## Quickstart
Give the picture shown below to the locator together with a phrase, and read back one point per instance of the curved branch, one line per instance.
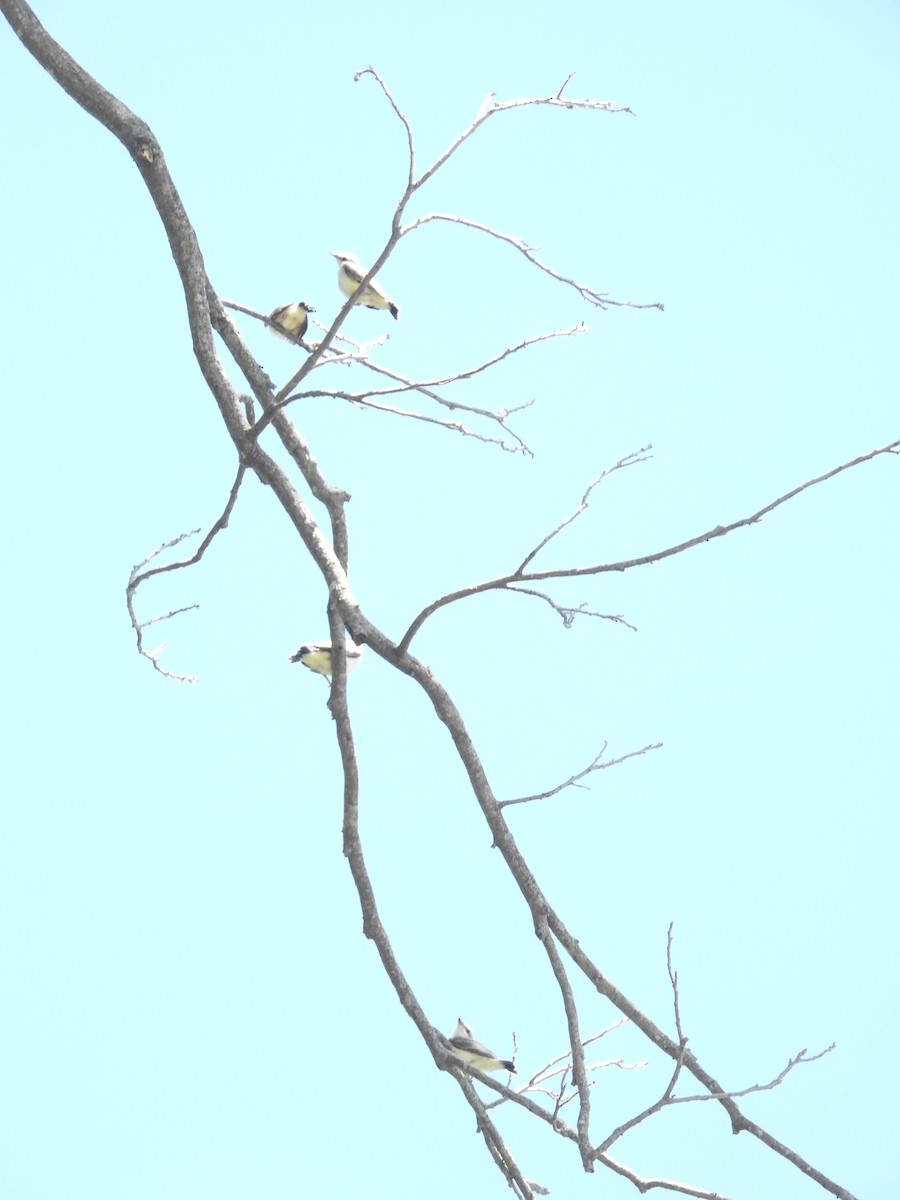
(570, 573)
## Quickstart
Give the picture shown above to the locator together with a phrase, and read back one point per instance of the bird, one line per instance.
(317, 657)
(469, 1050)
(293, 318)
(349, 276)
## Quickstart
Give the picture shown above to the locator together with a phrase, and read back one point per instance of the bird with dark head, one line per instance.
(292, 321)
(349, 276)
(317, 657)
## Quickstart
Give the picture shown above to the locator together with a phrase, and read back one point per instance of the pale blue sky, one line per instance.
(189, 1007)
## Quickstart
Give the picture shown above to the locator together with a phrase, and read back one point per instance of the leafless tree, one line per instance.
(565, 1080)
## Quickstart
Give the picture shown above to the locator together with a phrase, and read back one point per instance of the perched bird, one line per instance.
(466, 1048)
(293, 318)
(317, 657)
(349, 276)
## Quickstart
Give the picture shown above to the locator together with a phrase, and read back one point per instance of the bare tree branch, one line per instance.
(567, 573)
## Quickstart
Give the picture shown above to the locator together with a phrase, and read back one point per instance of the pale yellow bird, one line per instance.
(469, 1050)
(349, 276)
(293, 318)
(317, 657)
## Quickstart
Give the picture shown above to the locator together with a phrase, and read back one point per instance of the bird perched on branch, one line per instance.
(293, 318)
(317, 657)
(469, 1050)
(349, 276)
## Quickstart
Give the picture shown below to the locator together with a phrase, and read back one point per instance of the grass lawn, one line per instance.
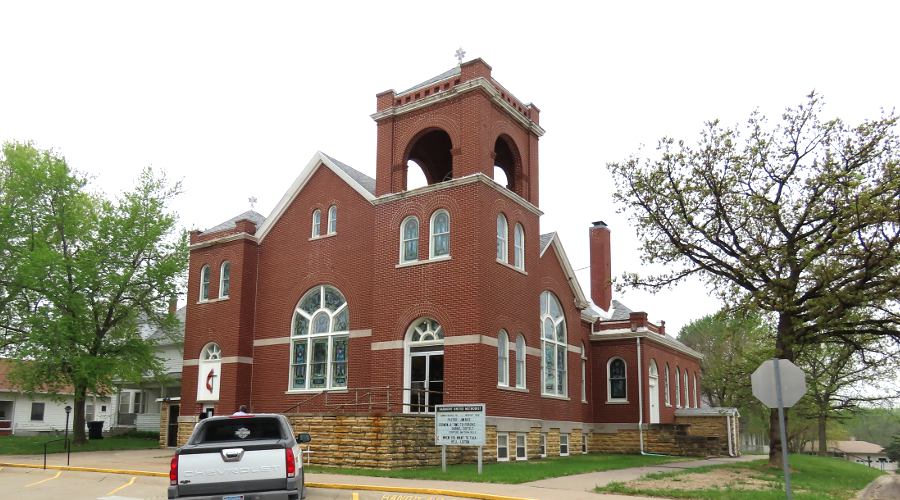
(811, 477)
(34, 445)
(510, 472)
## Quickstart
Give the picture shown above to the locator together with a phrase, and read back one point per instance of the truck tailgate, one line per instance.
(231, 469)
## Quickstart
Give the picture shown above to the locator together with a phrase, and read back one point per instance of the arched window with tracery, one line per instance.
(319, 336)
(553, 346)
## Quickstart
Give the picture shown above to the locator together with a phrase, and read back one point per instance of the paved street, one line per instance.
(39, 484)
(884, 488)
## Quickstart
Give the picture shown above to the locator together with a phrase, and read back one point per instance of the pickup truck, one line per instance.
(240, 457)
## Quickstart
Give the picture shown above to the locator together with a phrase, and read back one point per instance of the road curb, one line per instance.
--
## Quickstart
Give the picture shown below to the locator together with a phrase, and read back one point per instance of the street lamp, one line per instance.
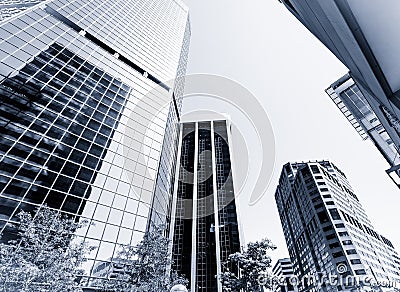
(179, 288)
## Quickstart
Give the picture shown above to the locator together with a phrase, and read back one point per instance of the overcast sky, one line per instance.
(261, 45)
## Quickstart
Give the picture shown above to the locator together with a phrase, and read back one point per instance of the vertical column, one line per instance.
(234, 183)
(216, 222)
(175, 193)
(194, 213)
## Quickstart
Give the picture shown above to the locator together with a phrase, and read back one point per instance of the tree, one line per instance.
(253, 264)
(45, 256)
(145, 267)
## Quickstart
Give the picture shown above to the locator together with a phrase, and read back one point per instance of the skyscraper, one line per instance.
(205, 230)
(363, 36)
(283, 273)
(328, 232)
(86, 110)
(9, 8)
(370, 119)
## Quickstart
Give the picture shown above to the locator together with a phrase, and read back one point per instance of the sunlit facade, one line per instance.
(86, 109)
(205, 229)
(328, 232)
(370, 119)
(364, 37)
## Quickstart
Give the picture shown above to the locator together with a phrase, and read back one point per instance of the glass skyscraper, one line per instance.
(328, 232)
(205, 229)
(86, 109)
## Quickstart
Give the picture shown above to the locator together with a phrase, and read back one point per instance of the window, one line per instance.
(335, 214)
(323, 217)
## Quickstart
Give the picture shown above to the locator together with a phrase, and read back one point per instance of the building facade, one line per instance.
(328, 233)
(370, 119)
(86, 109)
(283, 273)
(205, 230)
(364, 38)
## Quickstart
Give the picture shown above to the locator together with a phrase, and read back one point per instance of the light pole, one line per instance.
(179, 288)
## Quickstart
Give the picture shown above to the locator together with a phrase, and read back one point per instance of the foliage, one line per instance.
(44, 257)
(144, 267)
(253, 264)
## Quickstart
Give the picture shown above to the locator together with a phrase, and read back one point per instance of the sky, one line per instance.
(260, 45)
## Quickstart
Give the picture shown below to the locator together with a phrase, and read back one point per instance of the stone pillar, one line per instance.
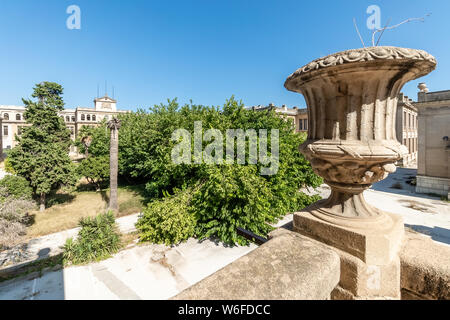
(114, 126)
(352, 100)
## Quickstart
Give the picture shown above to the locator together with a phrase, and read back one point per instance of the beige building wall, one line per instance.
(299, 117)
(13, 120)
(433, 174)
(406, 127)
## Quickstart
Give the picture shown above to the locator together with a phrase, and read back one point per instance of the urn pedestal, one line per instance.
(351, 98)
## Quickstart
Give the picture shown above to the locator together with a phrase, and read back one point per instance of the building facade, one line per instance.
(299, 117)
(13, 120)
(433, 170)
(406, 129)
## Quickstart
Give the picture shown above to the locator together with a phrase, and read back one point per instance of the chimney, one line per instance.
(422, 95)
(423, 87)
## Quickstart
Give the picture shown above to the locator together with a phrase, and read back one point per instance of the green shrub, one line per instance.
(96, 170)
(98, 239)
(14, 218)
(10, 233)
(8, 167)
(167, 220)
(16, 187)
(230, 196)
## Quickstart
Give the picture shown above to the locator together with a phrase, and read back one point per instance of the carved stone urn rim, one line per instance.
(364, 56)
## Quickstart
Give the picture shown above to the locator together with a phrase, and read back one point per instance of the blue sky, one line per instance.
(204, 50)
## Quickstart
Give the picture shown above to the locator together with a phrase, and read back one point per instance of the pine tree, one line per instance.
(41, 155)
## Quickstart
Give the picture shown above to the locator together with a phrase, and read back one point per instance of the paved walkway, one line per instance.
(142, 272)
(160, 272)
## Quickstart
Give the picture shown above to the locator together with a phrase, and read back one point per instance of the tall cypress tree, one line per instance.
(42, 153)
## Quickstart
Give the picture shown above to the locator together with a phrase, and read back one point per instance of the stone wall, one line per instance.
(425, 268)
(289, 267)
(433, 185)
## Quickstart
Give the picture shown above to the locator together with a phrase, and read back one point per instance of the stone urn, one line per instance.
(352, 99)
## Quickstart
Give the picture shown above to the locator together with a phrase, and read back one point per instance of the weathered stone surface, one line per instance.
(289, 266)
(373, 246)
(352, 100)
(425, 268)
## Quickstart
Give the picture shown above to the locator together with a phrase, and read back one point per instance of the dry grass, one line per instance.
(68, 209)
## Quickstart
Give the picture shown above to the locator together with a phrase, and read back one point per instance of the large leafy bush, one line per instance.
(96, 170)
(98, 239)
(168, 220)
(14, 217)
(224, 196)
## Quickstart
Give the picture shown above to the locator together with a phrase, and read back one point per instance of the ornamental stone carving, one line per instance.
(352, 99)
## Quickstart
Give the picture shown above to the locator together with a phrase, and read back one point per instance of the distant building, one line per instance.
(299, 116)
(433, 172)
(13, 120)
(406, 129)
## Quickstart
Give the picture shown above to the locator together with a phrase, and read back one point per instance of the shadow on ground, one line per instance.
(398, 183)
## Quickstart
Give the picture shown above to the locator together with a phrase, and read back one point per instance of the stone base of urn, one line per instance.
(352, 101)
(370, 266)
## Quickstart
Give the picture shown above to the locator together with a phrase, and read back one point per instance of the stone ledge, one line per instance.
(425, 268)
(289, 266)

** PROBLEM DESCRIPTION **
Report every line of the data above that contains the string "branch", copying each such line in full.

** EXPECTED OUTPUT **
Give the picture shown below to the locator together with a phrase, and read back one point per instance of the curved branch, one line per instance.
Give the picture shown above to the locator together with a phrase, and read back one point per instance of the bare tree branch, one line per instance.
Give the picture shown above to the locator together with a phrase, and read back one point per instance of the bird perched on branch, one line per instance.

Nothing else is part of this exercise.